Problem to work on: Can you give the items, from the first line through the line containing "positive clicks: (102, 185)", as a numbered list with blank lines left out?

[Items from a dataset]
+ + + + + + +

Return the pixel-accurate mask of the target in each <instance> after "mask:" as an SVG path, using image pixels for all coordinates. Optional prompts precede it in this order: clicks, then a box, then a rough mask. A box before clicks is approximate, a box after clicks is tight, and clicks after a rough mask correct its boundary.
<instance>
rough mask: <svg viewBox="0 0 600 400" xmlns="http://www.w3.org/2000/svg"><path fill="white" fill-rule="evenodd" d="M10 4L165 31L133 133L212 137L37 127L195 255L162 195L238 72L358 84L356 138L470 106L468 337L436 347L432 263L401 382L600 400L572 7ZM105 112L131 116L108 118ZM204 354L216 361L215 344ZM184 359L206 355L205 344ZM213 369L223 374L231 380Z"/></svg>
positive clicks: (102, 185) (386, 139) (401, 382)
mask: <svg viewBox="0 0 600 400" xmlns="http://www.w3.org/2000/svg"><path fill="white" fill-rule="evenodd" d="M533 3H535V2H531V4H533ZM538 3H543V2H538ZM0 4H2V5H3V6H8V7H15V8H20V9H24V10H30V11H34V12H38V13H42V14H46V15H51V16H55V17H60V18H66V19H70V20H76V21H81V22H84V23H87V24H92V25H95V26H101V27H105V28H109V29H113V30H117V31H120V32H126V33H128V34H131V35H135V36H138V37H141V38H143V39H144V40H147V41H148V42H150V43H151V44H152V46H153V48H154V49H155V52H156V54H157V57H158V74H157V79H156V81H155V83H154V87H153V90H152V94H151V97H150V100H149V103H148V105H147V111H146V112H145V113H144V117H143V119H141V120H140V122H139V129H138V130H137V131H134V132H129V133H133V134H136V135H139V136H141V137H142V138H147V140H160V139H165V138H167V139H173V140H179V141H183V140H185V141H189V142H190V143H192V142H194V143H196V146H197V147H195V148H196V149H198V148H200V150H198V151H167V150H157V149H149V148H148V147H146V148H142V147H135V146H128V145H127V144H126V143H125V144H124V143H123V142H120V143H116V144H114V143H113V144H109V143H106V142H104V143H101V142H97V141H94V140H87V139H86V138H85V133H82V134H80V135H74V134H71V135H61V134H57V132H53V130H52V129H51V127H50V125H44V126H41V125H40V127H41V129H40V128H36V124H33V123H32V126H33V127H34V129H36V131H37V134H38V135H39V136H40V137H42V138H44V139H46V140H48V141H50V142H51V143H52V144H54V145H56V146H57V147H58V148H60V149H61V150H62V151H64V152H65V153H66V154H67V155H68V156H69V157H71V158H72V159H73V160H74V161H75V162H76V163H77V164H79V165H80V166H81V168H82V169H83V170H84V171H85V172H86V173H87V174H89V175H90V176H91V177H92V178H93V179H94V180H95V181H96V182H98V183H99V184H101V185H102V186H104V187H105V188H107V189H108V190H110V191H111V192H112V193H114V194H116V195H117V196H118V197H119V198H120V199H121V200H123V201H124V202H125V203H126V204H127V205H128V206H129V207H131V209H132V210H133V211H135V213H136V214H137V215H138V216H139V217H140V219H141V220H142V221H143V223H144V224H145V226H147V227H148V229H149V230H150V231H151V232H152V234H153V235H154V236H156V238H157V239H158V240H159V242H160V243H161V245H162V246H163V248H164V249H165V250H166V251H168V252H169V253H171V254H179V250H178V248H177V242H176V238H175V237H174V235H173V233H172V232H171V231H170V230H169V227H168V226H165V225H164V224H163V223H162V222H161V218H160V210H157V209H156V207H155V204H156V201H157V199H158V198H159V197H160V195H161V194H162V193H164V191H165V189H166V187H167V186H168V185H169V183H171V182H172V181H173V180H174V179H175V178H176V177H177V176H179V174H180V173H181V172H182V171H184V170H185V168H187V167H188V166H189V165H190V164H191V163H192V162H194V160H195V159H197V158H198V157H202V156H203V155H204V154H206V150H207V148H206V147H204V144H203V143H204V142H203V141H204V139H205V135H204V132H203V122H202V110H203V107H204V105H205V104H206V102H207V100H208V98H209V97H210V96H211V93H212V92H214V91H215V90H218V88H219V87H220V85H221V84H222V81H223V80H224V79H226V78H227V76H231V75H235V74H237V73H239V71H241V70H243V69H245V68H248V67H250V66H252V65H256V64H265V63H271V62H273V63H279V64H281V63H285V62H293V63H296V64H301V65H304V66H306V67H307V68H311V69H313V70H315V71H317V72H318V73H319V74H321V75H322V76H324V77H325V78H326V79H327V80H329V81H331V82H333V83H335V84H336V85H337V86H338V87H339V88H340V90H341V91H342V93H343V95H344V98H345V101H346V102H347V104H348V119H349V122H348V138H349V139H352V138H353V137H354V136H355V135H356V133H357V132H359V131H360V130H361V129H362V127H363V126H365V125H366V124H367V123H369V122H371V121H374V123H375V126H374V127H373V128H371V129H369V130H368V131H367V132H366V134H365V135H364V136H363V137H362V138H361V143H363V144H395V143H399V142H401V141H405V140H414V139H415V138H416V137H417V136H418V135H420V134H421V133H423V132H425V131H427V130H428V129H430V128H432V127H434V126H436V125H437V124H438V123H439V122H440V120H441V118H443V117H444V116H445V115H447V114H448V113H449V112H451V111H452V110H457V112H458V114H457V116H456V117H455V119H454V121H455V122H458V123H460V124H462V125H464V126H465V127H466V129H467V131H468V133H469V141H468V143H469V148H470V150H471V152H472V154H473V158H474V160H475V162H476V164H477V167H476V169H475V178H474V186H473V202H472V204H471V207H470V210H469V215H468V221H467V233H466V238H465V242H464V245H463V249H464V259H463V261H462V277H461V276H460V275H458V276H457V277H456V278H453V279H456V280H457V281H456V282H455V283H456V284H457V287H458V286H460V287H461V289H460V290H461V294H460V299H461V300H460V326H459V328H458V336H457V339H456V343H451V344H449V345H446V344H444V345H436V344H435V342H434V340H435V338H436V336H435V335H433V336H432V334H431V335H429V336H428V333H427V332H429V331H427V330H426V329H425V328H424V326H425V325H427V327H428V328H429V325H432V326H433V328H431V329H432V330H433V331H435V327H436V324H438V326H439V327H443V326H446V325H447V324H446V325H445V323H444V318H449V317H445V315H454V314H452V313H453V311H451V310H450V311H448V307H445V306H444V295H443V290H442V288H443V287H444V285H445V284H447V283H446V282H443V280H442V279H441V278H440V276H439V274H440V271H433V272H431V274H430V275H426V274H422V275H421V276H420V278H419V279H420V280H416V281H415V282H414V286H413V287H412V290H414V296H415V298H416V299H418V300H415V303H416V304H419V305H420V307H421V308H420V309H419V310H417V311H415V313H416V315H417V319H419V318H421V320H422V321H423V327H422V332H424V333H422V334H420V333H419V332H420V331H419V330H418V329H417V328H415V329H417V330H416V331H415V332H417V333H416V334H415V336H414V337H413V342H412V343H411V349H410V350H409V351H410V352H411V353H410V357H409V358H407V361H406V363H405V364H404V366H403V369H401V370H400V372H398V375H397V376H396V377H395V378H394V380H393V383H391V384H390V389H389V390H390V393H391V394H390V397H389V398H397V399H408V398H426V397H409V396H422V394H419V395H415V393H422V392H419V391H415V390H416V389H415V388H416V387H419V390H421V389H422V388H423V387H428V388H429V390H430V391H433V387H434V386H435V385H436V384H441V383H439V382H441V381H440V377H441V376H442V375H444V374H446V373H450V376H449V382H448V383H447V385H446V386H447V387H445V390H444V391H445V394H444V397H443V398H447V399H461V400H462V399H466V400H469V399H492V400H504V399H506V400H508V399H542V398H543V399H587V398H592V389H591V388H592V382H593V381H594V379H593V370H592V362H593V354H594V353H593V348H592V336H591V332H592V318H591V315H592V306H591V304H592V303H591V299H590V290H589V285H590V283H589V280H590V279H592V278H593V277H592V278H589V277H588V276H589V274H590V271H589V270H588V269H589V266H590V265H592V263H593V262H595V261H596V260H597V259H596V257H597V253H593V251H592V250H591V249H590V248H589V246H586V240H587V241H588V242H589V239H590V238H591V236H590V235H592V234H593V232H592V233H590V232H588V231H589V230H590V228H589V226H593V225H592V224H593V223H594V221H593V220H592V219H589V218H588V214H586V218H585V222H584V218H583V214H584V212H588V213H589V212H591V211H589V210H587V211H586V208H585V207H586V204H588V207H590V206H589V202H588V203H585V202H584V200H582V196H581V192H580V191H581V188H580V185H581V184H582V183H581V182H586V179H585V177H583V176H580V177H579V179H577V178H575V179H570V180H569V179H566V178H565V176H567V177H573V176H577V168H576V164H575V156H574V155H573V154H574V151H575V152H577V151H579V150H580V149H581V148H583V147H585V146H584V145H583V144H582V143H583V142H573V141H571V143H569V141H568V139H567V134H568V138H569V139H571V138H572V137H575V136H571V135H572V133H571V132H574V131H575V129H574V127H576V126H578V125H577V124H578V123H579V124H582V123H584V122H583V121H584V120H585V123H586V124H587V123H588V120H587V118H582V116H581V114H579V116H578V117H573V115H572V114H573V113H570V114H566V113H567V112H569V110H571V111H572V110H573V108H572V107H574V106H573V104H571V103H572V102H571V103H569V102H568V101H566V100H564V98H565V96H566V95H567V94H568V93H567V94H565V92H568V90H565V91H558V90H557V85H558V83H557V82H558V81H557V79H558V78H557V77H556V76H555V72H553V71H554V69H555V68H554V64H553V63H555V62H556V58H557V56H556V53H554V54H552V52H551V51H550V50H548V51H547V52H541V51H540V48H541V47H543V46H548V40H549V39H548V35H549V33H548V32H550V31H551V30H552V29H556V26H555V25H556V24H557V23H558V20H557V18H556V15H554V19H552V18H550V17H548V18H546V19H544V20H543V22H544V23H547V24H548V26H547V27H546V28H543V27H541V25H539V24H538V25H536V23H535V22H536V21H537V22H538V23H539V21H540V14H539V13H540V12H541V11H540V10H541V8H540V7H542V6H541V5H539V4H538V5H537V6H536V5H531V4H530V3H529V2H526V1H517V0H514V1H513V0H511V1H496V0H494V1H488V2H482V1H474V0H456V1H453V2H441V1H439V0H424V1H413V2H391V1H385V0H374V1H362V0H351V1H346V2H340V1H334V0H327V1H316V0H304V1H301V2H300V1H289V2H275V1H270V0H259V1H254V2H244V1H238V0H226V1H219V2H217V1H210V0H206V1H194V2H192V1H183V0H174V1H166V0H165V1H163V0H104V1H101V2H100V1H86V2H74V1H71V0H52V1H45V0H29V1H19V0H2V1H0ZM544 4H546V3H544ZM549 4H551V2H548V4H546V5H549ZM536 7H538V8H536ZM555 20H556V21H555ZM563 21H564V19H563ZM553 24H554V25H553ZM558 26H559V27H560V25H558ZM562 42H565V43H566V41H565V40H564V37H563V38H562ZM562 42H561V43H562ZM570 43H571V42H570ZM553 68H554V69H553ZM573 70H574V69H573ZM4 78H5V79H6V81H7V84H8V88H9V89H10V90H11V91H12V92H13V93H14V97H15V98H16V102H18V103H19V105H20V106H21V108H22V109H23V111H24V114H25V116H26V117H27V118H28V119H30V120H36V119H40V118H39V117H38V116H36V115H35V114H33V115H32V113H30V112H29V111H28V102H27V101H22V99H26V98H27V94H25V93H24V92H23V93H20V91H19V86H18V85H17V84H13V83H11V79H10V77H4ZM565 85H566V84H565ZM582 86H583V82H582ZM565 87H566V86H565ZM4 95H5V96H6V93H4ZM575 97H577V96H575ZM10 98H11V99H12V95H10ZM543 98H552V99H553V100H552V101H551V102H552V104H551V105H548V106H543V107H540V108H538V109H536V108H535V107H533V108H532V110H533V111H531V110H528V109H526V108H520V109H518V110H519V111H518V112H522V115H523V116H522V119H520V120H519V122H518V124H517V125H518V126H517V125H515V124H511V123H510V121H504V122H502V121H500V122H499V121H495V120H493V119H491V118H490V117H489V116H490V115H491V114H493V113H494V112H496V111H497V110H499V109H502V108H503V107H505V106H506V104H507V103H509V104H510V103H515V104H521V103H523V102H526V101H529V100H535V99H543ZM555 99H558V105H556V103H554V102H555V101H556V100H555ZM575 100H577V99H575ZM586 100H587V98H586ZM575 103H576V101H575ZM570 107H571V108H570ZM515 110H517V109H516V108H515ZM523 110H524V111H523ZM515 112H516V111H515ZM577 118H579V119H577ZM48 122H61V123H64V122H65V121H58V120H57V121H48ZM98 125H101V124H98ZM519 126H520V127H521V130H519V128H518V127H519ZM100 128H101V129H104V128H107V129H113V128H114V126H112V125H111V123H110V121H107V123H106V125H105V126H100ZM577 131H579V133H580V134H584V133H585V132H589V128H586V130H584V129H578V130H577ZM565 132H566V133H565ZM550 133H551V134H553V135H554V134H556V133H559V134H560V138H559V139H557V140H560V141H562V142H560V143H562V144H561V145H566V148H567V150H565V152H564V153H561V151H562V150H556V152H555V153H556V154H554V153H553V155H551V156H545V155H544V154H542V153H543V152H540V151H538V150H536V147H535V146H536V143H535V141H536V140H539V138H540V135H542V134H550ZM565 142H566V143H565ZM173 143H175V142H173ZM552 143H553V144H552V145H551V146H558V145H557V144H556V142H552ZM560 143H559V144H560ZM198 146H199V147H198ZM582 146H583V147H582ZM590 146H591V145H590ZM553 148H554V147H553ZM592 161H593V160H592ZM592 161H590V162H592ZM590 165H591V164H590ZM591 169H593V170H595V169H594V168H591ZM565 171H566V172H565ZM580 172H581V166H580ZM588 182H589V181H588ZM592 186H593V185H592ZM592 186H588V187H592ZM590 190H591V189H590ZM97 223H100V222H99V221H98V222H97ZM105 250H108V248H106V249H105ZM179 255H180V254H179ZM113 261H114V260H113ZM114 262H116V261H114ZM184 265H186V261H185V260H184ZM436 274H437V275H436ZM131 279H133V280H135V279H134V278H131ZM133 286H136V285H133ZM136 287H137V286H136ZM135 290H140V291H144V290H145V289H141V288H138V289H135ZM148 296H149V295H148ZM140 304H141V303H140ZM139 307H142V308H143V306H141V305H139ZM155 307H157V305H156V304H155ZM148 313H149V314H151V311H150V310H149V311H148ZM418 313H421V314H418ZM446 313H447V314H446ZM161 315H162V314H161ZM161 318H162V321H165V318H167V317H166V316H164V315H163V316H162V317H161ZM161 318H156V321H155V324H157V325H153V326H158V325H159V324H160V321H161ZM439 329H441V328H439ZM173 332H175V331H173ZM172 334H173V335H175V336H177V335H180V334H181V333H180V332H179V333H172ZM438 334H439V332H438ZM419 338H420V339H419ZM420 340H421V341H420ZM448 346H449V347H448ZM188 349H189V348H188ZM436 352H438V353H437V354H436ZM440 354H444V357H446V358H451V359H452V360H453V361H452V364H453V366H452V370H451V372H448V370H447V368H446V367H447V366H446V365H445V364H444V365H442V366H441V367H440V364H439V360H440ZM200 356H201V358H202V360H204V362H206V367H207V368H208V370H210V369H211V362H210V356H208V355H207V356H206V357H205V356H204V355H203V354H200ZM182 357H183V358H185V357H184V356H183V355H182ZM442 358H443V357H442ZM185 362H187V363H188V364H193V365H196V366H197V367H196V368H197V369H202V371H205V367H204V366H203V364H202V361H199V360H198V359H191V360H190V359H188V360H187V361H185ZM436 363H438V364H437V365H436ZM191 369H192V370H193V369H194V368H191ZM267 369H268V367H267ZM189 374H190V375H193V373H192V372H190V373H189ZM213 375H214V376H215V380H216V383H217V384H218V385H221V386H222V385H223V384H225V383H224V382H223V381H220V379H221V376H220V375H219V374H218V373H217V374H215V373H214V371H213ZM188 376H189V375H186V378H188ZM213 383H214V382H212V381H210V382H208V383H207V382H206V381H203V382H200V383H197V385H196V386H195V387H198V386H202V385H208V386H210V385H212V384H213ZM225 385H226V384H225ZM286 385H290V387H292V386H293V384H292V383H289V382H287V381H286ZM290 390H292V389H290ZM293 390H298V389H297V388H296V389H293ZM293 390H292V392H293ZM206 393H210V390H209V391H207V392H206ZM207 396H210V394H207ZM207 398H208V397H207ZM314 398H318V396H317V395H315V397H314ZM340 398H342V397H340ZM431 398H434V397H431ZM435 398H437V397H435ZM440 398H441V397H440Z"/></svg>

+ + + + + + +

Solved problem:
1. Return the pixel-accurate mask of the target in each <instance> after "mask:" as an SVG path, using image pixels for all coordinates. Optional prompts precede it in this order: clicks, then a box, then a rough mask. A box before clicks is approximate, a box after clicks is tight, and clicks after a rough mask correct its boundary.
2. <instance>
3. rough mask: <svg viewBox="0 0 600 400" xmlns="http://www.w3.org/2000/svg"><path fill="white" fill-rule="evenodd" d="M10 4L165 31L133 133L212 137L37 127L195 255L162 195L238 72L358 84L356 138L470 106L468 337L436 347L432 263L401 382L600 400L572 7ZM105 112L131 116L108 118ZM204 354L216 361L215 344ZM184 359L206 355L205 344ZM213 369L223 374L231 380Z"/></svg>
4. positive clicks: (102, 185) (386, 139) (401, 382)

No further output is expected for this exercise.